Copy out the Form 8-K cover page below word for word, from top to bottom.

--- start of PAGE ---

UNITED STATES

SECURITIES AND EXCHANGE COMMISSION

Washington, D.C. 20549

 

FORM 8-K

 

CURRENT REPORT

PURSUANT TO SECTION 13 OR 15(d) OF THE

SECURITIES EXCHANGE ACT OF 1934

 

Date of Report (Date of earliest event reported): September 21, 2012 (September 18, 2012)

 

AVENTINE RENEWABLE ENERGY HOLDINGS, INC.

(Exact name of registrant as specified in its Certificate of Incorporation)

 

Delaware

 

001-32922

 

05-0569368

(State or other jurisdiction of
incorporation)

 

(Commission File Number)

 

(IRS Employer
Identification No.)

 

One Lincoln Centre

5400 LBJ Freeway, Suite 450

Dallas, TX

 

75240

(Address of principal executive offices)

 

(Zip Code)

 

Registrant’s telephone number, including area code: (214) 451-6750

 

Not Applicable

(Former name or former address, if changed since last report)

 

Check the appropriate box below if the Form 8-K filing is intended to simultaneously satisfy the filing obligation of the registrant under any of the following provisions:

 

o            Written communications pursuant to Rule 425 under the Securities Act (17 CFR 230.425)

--- end of PAGE ---
--- start of RECORD SET ---

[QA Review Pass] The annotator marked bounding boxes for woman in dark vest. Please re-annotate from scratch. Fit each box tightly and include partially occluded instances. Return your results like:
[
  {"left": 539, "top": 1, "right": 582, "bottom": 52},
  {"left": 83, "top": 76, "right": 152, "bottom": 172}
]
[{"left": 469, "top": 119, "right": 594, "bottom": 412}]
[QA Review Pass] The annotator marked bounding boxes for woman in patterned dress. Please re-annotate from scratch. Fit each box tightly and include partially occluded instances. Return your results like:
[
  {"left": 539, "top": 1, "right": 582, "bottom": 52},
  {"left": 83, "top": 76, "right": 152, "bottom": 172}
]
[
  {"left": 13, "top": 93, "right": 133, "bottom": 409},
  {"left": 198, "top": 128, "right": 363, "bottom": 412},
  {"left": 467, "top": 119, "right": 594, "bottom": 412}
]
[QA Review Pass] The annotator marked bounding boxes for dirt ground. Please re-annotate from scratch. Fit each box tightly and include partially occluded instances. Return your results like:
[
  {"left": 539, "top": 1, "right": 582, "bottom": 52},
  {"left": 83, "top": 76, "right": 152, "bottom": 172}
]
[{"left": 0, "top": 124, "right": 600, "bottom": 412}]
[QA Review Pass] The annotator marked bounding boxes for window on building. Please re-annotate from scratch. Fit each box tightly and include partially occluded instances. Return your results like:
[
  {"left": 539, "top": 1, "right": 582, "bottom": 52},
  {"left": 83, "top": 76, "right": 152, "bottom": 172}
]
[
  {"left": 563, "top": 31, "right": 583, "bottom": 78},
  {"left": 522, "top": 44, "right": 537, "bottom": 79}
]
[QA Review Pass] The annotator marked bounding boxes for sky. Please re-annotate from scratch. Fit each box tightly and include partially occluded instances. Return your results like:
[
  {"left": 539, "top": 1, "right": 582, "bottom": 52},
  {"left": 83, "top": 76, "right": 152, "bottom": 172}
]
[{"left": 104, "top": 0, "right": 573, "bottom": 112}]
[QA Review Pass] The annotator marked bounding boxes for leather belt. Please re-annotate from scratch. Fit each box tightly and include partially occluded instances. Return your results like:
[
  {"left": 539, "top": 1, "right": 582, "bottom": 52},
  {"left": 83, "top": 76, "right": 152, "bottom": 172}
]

--- end of RECORD SET ---

### ANSWER TO THE PROBLEM
UNITED STATES

SECURITIES AND EXCHANGE COMMISSION

Washington, D.C. 20549

 

FORM 8-K

 

CURRENT REPORT

PURSUANT TO SECTION 13 OR 15(d) OF THE

SECURITIES EXCHANGE ACT OF 1934

 

Date of Report (Date of earliest event reported): September 21, 2012 (September 18, 2012)

 

AVENTINE RENEWABLE ENERGY HOLDINGS, INC.

(Exact name of registrant as specified in its Certificate of Incorporation)

 

Delaware

 

001-32922

 

05-0569368

(State or other jurisdiction of
incorporation)

 

(Commission File Number)

 

(IRS Employer
Identification No.)

 

One Lincoln Centre

5400 LBJ Freeway, Suite 450

Dallas, TX

 

75240

(Address of principal executive offices)

 

(Zip Code)

 

Registrant’s telephone number, including area code: (214) 451-6750

 

Not Applicable

(Former name or former address, if changed since last report)

 

Check the appropriate box below if the Form 8-K filing is intended to simultaneously satisfy the filing obligation of the registrant under any of the following provisions:

 

o            Written communications pursuant to Rule 425 under the Securities Act (17 CFR 230.425)